- _Your instructions_
I'd like the entire listing output verbatim, apart from the pictures.

== Available data

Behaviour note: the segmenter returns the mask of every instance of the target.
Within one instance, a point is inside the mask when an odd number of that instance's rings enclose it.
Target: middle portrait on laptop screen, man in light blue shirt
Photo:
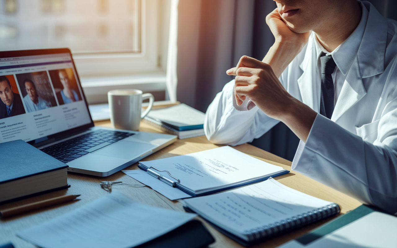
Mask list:
[[[27,112],[57,106],[46,71],[17,74],[16,77]]]

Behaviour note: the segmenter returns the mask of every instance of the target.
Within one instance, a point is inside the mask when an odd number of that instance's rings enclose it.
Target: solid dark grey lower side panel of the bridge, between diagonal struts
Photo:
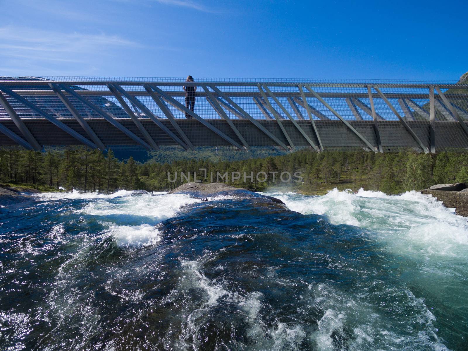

====

- _Written response_
Behaviour note: the segmenter returns the mask of every instance of the target.
Within one instance, a point is inside the mask when an odd number of that instance's rings enclose it.
Target: middle portrait on laptop screen, man in light blue shirt
Photo:
Mask list:
[[[27,112],[57,106],[46,71],[17,74],[16,77]]]

Behaviour note: the segmenter returns the mask of every instance of the target.
Within one instance, a point is inside the mask when an odd number of that instance's rings enclose it.
Target: solid dark grey lower side panel of the bridge, between diagonal struts
Photo:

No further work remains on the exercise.